What the task asks:
Your response should consist of the data that follows, repeated in full without alteration.

Stored items:
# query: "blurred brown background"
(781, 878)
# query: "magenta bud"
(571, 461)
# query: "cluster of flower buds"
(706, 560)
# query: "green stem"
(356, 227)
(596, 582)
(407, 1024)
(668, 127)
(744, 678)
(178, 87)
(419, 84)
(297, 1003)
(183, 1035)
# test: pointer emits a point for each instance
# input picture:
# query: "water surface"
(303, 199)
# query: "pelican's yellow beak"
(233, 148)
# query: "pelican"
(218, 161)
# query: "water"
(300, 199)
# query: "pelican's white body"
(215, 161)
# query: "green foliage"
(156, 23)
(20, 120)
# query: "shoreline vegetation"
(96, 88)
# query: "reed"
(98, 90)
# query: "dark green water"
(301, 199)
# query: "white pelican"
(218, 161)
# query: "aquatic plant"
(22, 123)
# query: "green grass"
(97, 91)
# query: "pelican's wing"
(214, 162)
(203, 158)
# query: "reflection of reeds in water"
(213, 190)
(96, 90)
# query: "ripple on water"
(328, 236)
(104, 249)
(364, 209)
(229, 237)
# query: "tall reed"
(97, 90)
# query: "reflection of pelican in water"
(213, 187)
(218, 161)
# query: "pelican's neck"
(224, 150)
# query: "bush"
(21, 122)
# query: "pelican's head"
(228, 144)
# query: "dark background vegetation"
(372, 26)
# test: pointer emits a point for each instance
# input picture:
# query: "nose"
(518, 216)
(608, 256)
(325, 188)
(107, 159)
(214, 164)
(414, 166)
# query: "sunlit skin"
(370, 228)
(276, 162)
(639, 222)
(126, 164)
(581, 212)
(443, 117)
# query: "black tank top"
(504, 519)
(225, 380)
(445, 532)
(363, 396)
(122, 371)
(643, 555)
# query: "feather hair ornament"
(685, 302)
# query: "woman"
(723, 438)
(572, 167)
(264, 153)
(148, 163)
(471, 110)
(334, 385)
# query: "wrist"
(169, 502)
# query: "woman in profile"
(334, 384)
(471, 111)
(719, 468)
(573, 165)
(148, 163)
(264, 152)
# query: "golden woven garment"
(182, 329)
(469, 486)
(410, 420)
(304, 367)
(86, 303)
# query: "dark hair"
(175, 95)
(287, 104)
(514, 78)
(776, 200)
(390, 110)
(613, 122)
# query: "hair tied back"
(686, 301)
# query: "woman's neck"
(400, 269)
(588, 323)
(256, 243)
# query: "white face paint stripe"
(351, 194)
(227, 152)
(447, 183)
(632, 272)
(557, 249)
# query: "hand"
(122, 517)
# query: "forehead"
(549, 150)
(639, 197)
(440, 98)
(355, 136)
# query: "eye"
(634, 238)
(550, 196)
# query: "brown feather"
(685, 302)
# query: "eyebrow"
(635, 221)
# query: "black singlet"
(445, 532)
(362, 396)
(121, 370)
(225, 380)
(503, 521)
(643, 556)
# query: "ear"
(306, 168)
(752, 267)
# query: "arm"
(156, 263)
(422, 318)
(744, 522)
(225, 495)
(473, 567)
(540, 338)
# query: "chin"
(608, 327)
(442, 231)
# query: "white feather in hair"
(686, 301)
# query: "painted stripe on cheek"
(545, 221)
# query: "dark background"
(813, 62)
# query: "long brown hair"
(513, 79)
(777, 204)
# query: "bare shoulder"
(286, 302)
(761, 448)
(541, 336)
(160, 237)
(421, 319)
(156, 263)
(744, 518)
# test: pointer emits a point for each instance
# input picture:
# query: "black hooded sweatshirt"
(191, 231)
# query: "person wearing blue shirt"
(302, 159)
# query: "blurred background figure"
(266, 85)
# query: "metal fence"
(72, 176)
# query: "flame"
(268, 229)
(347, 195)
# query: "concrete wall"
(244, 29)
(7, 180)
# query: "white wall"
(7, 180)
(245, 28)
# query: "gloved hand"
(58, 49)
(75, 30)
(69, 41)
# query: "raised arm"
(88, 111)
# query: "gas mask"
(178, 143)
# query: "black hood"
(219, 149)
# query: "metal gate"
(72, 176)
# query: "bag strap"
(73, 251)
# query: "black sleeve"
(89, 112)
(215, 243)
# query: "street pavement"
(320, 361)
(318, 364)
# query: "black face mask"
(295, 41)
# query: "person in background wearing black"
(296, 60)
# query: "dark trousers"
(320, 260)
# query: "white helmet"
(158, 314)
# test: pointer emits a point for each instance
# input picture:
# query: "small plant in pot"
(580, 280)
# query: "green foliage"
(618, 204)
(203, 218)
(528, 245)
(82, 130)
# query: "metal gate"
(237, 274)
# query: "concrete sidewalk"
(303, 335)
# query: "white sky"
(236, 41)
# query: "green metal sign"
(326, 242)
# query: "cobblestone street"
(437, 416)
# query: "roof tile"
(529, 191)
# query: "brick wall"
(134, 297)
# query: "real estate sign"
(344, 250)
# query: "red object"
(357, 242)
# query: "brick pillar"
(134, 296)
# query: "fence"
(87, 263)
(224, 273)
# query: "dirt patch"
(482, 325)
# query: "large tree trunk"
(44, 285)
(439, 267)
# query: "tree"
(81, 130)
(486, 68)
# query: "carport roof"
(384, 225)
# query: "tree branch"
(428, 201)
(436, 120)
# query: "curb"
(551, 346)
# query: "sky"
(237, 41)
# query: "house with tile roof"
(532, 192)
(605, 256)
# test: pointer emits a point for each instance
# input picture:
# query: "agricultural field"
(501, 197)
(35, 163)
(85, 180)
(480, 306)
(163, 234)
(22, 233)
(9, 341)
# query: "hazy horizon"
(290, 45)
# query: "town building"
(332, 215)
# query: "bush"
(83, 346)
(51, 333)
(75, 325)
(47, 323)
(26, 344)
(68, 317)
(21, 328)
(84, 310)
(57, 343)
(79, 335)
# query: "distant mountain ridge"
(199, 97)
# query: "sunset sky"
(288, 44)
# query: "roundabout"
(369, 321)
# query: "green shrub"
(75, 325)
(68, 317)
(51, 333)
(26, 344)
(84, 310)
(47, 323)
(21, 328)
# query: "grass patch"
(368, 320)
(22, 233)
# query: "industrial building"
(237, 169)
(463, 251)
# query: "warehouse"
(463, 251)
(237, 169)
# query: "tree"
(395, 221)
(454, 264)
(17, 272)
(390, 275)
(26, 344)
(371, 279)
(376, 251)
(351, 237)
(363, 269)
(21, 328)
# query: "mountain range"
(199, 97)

Problem solution:
# query: "blurred brown background"
(781, 878)
# query: "magenta bud"
(571, 461)
# query: "cluster of flower buds"
(706, 560)
# query: "green stem"
(356, 227)
(596, 582)
(407, 1024)
(668, 127)
(744, 678)
(178, 87)
(419, 84)
(297, 1003)
(183, 1035)
# test: pointer emits a point for each instance
# input picture:
# query: "water surface"
(303, 199)
# query: "pelican's yellow beak"
(233, 148)
# query: "pelican"
(218, 161)
# query: "water"
(300, 199)
# query: "pelican's white body"
(215, 161)
# query: "green foliage"
(156, 23)
(20, 120)
# query: "shoreline vegetation"
(96, 88)
# query: "reed"
(98, 90)
# query: "dark green water"
(301, 199)
# query: "white pelican"
(218, 161)
# query: "aquatic plant"
(22, 123)
# query: "green grass"
(97, 91)
# query: "pelican's wing"
(214, 162)
(203, 158)
# query: "reflection of reeds in water"
(213, 190)
(96, 90)
# query: "ripple on water"
(328, 236)
(104, 249)
(364, 209)
(229, 237)
# query: "tall reed"
(97, 90)
# query: "reflection of pelican in water"
(213, 187)
(218, 161)
# query: "pelican's neck"
(224, 150)
# query: "bush"
(21, 122)
# query: "pelican's head"
(228, 144)
# query: "dark background vegetation"
(372, 26)
# test: pointer emits a point for each instance
# input picture:
# query: "nose"
(518, 216)
(608, 256)
(325, 188)
(107, 159)
(214, 164)
(414, 166)
# query: "sunlit skin"
(370, 228)
(276, 162)
(639, 222)
(126, 164)
(581, 212)
(443, 117)
# query: "black tank top"
(504, 519)
(225, 380)
(445, 532)
(363, 396)
(122, 371)
(643, 555)
# query: "feather hair ornament"
(685, 302)
# query: "woman"
(723, 438)
(572, 167)
(264, 153)
(148, 163)
(471, 110)
(334, 385)
# query: "wrist"
(169, 502)
# query: "woman in profile"
(334, 384)
(471, 111)
(719, 468)
(573, 165)
(148, 163)
(264, 152)
# query: "golden woven garment"
(182, 329)
(469, 486)
(410, 420)
(304, 367)
(86, 303)
# query: "dark hair"
(175, 95)
(287, 104)
(514, 78)
(776, 200)
(390, 110)
(613, 122)
# query: "hair tied back"
(686, 301)
# query: "woman's neck"
(400, 269)
(588, 323)
(256, 243)
# query: "white face paint stripe"
(351, 194)
(227, 152)
(447, 183)
(632, 272)
(557, 249)
# query: "hand"
(122, 517)
# query: "forehead"
(549, 150)
(639, 197)
(440, 98)
(355, 136)
# query: "eye"
(634, 238)
(550, 196)
# query: "brown feather"
(685, 302)
# query: "eyebrow"
(635, 221)
# query: "black singlet"
(445, 532)
(362, 396)
(121, 370)
(225, 380)
(503, 521)
(643, 556)
# query: "ear"
(306, 168)
(752, 267)
# query: "arm"
(156, 263)
(422, 318)
(744, 522)
(225, 495)
(473, 567)
(540, 338)
# query: "chin"
(608, 327)
(442, 231)
# query: "white feather in hair"
(686, 301)
# query: "painted stripe on cheek"
(545, 221)
# query: "dark background"
(813, 62)
# query: "long brown hair"
(513, 79)
(777, 204)
# query: "bare shoulder"
(286, 302)
(761, 448)
(541, 336)
(160, 237)
(421, 319)
(156, 263)
(744, 518)
# test: pointer emits a point for each instance
# input picture:
# query: "black hooded sweatshirt"
(191, 231)
# query: "person wearing blue shirt"
(302, 159)
# query: "blurred background figure"
(266, 85)
# query: "metal fence"
(72, 176)
# query: "flame"
(268, 229)
(347, 195)
# query: "concrete wall"
(244, 29)
(7, 180)
# query: "white wall"
(7, 180)
(245, 28)
# query: "gloved hand"
(58, 49)
(75, 30)
(69, 41)
# query: "raised arm"
(88, 111)
# query: "gas mask"
(178, 143)
# query: "black hood"
(219, 149)
# query: "metal gate"
(72, 176)
# query: "bag strap"
(73, 251)
# query: "black sleeve"
(89, 112)
(215, 243)
# query: "street pavement"
(320, 361)
(318, 364)
# query: "black face mask"
(295, 41)
# query: "person in background wearing black"
(296, 60)
# query: "dark trousers"
(320, 260)
# query: "white helmet"
(158, 314)
# test: pointer emits a point for each instance
# input picture:
# query: "small plant in pot"
(580, 280)
# query: "green foliage"
(618, 204)
(203, 218)
(528, 245)
(82, 130)
# query: "metal gate"
(237, 274)
# query: "concrete sidewalk"
(303, 335)
# query: "white sky"
(236, 41)
# query: "green metal sign"
(326, 242)
# query: "cobblestone street"
(437, 416)
# query: "roof tile"
(529, 191)
# query: "brick wall"
(134, 297)
# query: "real estate sign"
(344, 250)
# query: "red object"
(357, 242)
# query: "brick pillar"
(134, 296)
# query: "fence"
(87, 263)
(224, 273)
# query: "dirt patch"
(482, 325)
# query: "large tree trunk"
(44, 285)
(439, 267)
# query: "tree"
(81, 130)
(486, 68)
# query: "carport roof"
(384, 225)
# query: "tree branch"
(428, 201)
(436, 120)
# query: "curb"
(551, 346)
# query: "sky"
(237, 41)
# query: "house with tile roof"
(532, 192)
(605, 256)
# test: pointer emits a point for each instance
# input picture:
# query: "agricultural field"
(501, 197)
(35, 163)
(85, 180)
(480, 306)
(163, 234)
(22, 233)
(9, 341)
# query: "hazy horizon"
(290, 45)
# query: "town building"
(332, 215)
# query: "bush"
(83, 346)
(51, 333)
(75, 325)
(47, 323)
(26, 344)
(68, 317)
(21, 328)
(84, 310)
(57, 343)
(79, 335)
# query: "distant mountain ridge"
(199, 97)
# query: "sunset sky"
(288, 44)
# query: "roundabout"
(369, 321)
# query: "green shrub"
(75, 325)
(68, 317)
(51, 333)
(26, 344)
(84, 310)
(47, 323)
(21, 328)
# query: "grass patch"
(368, 320)
(22, 233)
# query: "industrial building"
(237, 169)
(463, 251)
# query: "warehouse"
(463, 251)
(237, 169)
# query: "tree"
(395, 221)
(454, 264)
(17, 272)
(390, 275)
(26, 344)
(371, 279)
(376, 251)
(351, 237)
(363, 269)
(21, 328)
# query: "mountain range"
(199, 97)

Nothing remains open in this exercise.